-- DATASET ENTRIES follows --

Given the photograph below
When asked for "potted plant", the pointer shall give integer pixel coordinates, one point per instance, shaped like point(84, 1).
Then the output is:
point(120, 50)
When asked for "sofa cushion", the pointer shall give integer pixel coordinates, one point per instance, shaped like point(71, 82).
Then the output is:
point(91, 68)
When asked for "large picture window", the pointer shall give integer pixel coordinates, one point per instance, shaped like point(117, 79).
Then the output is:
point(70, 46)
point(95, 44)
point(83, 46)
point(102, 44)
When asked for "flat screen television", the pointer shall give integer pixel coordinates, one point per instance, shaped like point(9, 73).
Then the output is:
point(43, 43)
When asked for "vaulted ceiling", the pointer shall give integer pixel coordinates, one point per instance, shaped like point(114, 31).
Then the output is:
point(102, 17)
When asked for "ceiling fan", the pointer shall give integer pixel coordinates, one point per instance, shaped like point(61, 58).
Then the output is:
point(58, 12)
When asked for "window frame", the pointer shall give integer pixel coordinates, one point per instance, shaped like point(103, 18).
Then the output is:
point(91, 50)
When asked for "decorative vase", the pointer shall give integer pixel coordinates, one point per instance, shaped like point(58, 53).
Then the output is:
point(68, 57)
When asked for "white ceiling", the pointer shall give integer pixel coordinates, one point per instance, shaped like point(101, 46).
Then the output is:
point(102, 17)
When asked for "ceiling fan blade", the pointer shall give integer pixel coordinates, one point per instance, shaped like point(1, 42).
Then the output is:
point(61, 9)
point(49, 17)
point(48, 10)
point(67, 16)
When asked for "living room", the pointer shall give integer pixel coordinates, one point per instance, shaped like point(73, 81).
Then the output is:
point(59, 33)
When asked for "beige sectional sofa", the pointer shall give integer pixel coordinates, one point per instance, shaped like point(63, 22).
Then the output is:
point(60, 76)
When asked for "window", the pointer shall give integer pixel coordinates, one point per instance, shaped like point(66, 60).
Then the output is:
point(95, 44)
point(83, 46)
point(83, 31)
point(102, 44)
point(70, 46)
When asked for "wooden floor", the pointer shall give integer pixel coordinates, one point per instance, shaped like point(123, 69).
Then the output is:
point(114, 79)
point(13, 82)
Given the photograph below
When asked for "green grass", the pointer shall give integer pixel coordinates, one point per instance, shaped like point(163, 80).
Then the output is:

-- DATASET ENTRIES concluded --

WORK TO BE COMPLETED: Each line above must be retyped exactly.

THE COMPLETED TASK:
Given the photograph below
When asked for "potted plant", the pointer shall give integer pixel coordinates, one point per instance, shaped like point(84, 1).
Then the output is:
point(120, 50)
When asked for "sofa cushion", the pointer shall give integer pixel coordinates, one point per instance, shaped like point(71, 82).
Then the output is:
point(91, 68)
When asked for "large picture window", the pointer shall give integer pixel coordinates, one point per instance, shaped like point(117, 79).
Then the output is:
point(70, 46)
point(95, 44)
point(83, 46)
point(102, 44)
When asked for "flat screen television", the pointer shall give integer pixel coordinates, one point per instance, shaped like point(9, 73).
Then the output is:
point(43, 43)
When asked for "vaulted ceiling", the pointer shall give integer pixel coordinates, one point per instance, shaped like point(114, 31).
Then the output is:
point(102, 17)
When asked for "ceiling fan", the pointer shall give integer pixel coordinates, one point per instance, shaped like point(61, 58).
Then the output is:
point(58, 12)
When asked for "window frame", the pointer shall give integer pixel coordinates, one point per instance, shaped like point(103, 18).
Then the output is:
point(91, 50)
When asked for "decorative vase", the pointer shall give integer pixel coordinates, one point per instance, shaped like point(58, 53).
Then the output is:
point(68, 57)
When asked for "white ceiling", the pointer shall give integer pixel coordinates, one point per instance, shaped like point(101, 46).
Then the output is:
point(102, 17)
When asked for "ceiling fan blade", the pointer shall give integer pixel coordinates, one point per instance, shaped like point(1, 42).
Then the output is:
point(61, 9)
point(49, 17)
point(48, 10)
point(67, 16)
When asked for "living room", the pointer shall give integer pixel coordinates, one point per instance, shaped like point(73, 81).
Then the output is:
point(59, 33)
When asked for "beige sectional sofa", the pointer shall give integer pixel coordinates, one point per instance, shaped like point(63, 22).
Then the output is:
point(60, 76)
When asked for "window", the pointer shall give integer pixel coordinates, one point per instance, shaped like point(66, 60).
Then the output is:
point(95, 44)
point(83, 46)
point(83, 31)
point(102, 44)
point(70, 46)
When asked for "wooden floor", the pointer shall give integer pixel coordinates, one point per instance, shaped like point(123, 69).
Then the output is:
point(114, 79)
point(13, 82)
Given the photograph below
When asked for "green grass", the pointer shall give integer pixel coordinates, one point per instance, shaped like point(163, 80).
Then the output is:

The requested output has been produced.